* Check your understanding *
a - In the blog post about long-distance relationships, what does the writer say prompted the post?
b - In the blog post about long-distance relationships, why does the writer choose the term "cross-cultural" over "interracial"? Answer in one to three sentences.
c - Write what comes next in the blog post about long-distance relationships, starting right after its final sentence.

* Source extract *
Wednesday, May 7, 2008

Long Distance Relationship Works (Part 1)

Repeat: Long Distance Relationship Works.

I'm still undecided on this issue. Jake believes that long distance relationships work. He actually phrased it in a mumbled question (while his lips are pressed on mine) "Why, don't you think long-distance relationships work?" You might not remember it babe but I do because I remember how I did not answer it because, as I've said I'm still undecided on the issue.

This is a long overdue post prompted by two close friends of mine that are in or about to embark on a long distance relationship. First, do I have to put a dash in between "long" and "distance"? I think so. The fact that this is overdue owes to the same reason, which is my indecision on the topic at hand.

It's also interesting because the same issue gives way to another, even more complex set-up of cross-cultural relationship. Not just interracial but cross-cultural. I digress: interracial sounds like animals cavorting with another species. I'll stick to the term cross-cultural as it sounds more academic.

* Dataset excerpts *
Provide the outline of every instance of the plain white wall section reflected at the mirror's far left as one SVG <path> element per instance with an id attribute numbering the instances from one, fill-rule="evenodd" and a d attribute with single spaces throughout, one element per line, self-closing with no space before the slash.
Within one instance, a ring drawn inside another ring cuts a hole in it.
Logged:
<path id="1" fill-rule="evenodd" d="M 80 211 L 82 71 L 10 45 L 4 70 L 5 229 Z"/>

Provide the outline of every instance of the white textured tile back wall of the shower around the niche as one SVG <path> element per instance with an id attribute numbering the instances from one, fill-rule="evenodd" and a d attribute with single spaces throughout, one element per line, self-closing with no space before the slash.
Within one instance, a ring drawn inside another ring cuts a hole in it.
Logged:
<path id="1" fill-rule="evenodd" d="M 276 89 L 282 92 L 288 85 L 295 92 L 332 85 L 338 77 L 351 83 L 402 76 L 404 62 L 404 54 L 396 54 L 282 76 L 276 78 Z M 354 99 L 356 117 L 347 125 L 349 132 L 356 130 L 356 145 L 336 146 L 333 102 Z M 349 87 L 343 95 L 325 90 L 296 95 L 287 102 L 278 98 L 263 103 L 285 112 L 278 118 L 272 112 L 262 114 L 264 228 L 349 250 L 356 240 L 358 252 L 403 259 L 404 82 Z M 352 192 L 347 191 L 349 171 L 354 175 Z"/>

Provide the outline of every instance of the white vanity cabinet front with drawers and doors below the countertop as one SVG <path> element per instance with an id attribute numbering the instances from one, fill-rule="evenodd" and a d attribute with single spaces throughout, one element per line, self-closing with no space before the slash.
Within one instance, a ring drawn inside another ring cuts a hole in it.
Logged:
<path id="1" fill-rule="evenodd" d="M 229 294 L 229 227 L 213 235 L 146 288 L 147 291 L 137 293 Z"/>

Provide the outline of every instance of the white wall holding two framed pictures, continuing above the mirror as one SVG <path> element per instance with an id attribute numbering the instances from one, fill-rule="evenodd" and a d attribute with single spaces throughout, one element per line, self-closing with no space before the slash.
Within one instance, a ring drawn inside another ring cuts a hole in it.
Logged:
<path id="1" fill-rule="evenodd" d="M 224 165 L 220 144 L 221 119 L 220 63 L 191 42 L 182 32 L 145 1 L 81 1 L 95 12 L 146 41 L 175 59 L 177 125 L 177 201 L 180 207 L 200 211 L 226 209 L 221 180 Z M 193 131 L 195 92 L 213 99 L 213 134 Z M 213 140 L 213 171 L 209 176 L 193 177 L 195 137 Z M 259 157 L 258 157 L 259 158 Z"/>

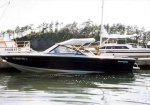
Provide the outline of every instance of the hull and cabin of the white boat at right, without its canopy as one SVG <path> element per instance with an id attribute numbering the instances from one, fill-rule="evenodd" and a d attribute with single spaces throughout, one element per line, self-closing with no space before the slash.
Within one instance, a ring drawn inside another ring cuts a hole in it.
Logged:
<path id="1" fill-rule="evenodd" d="M 112 53 L 116 56 L 125 56 L 125 57 L 150 57 L 150 49 L 149 48 L 134 48 L 130 44 L 117 44 L 117 43 L 109 43 L 104 44 L 99 48 L 100 52 Z"/>

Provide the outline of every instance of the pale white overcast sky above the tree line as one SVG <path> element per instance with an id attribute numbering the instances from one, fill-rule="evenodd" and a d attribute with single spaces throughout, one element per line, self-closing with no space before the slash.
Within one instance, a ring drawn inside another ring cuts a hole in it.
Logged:
<path id="1" fill-rule="evenodd" d="M 102 0 L 0 0 L 0 31 L 52 21 L 101 24 L 101 17 Z M 103 24 L 116 23 L 150 31 L 150 0 L 104 0 Z"/>

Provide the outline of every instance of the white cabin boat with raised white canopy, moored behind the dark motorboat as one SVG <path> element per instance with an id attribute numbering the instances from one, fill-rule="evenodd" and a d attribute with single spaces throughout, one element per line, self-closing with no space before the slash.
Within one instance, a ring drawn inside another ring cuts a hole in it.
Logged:
<path id="1" fill-rule="evenodd" d="M 103 27 L 102 31 L 102 39 L 104 40 L 99 46 L 100 52 L 111 53 L 116 56 L 125 56 L 125 57 L 150 57 L 150 49 L 143 48 L 135 43 L 127 43 L 127 38 L 133 39 L 135 37 L 139 37 L 137 34 L 124 35 L 120 34 L 108 34 L 107 31 Z"/>

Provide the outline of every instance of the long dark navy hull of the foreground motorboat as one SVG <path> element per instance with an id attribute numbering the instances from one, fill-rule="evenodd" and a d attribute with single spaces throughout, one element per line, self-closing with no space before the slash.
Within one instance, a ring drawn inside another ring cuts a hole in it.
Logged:
<path id="1" fill-rule="evenodd" d="M 133 59 L 103 59 L 98 57 L 6 55 L 2 58 L 21 71 L 70 74 L 131 72 L 135 63 Z"/>

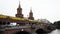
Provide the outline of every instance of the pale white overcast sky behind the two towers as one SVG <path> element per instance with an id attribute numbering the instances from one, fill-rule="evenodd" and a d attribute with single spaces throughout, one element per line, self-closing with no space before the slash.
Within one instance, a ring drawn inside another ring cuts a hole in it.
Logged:
<path id="1" fill-rule="evenodd" d="M 35 20 L 47 19 L 52 23 L 60 20 L 60 0 L 0 0 L 0 14 L 15 16 L 19 1 L 24 17 L 29 17 L 32 9 Z"/>

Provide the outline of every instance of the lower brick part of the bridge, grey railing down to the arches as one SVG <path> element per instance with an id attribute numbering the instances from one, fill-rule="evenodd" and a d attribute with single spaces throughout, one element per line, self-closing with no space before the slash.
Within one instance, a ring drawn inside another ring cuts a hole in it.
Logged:
<path id="1" fill-rule="evenodd" d="M 18 31 L 26 31 L 29 32 L 30 34 L 37 34 L 36 31 L 38 29 L 43 29 L 42 25 L 25 25 L 25 26 L 5 26 L 5 25 L 0 25 L 1 28 L 0 30 L 4 32 L 4 34 L 14 34 L 15 32 Z M 46 28 L 45 28 L 46 29 Z"/>

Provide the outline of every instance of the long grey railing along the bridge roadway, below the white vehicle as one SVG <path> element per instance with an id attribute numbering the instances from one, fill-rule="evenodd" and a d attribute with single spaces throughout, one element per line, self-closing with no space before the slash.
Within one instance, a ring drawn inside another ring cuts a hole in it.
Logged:
<path id="1" fill-rule="evenodd" d="M 14 28 L 35 28 L 35 27 L 43 27 L 43 25 L 38 24 L 38 25 L 15 25 L 15 26 L 11 26 L 11 25 L 0 25 L 0 29 L 14 29 Z"/>

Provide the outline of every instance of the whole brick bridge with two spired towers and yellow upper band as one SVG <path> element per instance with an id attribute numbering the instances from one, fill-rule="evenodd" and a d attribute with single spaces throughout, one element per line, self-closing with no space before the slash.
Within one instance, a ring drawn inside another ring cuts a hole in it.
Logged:
<path id="1" fill-rule="evenodd" d="M 39 31 L 41 29 L 45 31 L 47 30 L 47 27 L 43 25 L 46 23 L 34 20 L 32 9 L 30 10 L 28 19 L 24 18 L 20 3 L 17 8 L 17 14 L 15 16 L 16 17 L 0 15 L 0 31 L 2 34 L 14 34 L 16 32 L 22 31 L 29 34 L 37 34 L 36 31 Z M 12 25 L 12 23 L 16 23 L 16 25 Z"/>

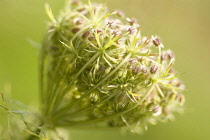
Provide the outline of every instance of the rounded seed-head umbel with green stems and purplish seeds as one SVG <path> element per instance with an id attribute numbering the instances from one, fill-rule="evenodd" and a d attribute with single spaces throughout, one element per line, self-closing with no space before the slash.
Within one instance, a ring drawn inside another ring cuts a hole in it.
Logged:
<path id="1" fill-rule="evenodd" d="M 182 111 L 184 85 L 173 52 L 144 37 L 135 19 L 100 4 L 70 2 L 52 15 L 43 41 L 44 121 L 57 126 L 107 126 L 138 132 Z"/>

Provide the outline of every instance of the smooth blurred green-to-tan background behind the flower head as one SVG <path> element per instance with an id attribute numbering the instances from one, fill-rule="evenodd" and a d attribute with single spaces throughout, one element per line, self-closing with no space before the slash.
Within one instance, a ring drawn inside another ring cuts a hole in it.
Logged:
<path id="1" fill-rule="evenodd" d="M 187 87 L 185 113 L 174 122 L 150 126 L 144 135 L 118 131 L 72 130 L 72 140 L 210 140 L 210 0 L 92 0 L 107 2 L 157 34 L 176 54 L 176 69 Z M 0 90 L 11 85 L 14 99 L 38 105 L 39 49 L 48 2 L 54 14 L 64 0 L 0 0 Z M 8 89 L 8 88 L 6 88 Z M 1 119 L 1 116 L 0 116 Z"/>

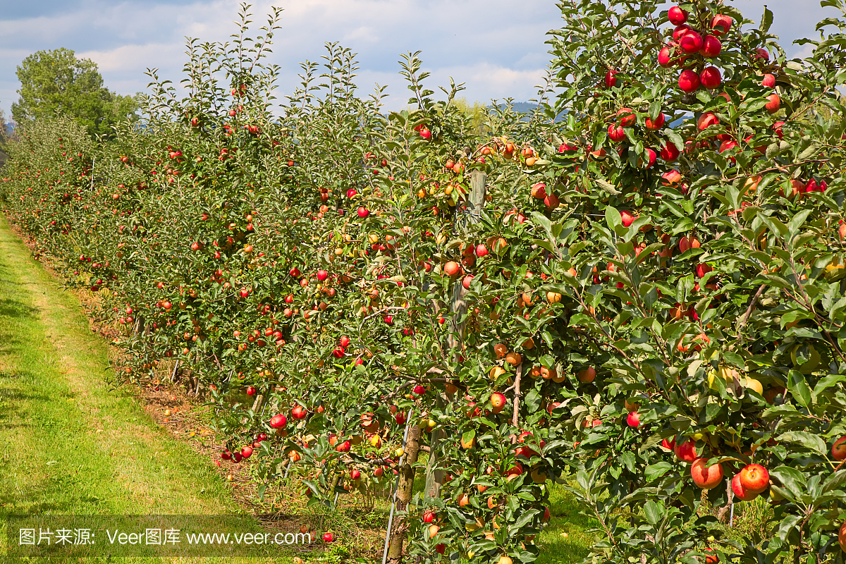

* Answers *
a - Two of the writer's close friends who are in a long-distance relationship or about to start one.

b - The writer feels that "interracial" sounds like animals cavorting with another species. "Cross-cultural" sounds more academic.

c -
Frankie, yes, Frank Ulrich Cudal von Krefeld, the scion of German ex-nobility, left Manila last month to go back to his native Germany, leaving behind another dear friend Jai. In an interesting twist of events, Jai sent me an SMS about how he was worried about Frankie. I was surprised by that statement. First because I thought I knew Frankie better as his friend. And second because I didn't expect such a reaction from Jai. You see, Jai and Frankie met through me. Jai saw Frankie's pic online through my Multiply and oh-so sweetly asked if I could intervene in their fateful meeting. What was a good friend like me to do but introduce and introduce I did.

Jai's, well, "history" with boys is more colorful than the Pantone palette to say the least. And Frankie is still, well, confused on whether he digs boys exclusively or boys and girls equally. I was not sure about what the outcome will be when the two inevitably meet in oh-so romantic Manila a few months after their online meeting.

Well they hit it off quite well. Quite is an understatement.

The time came last month when Frankie had to go back to Germany to get ready for Uni in September. He spent the last few months of his stay in Manila away from our set of friends and more with Jai, which is of course understandable. I wasn't there at the airport so I don't know what happened at the exact moment when he officially left.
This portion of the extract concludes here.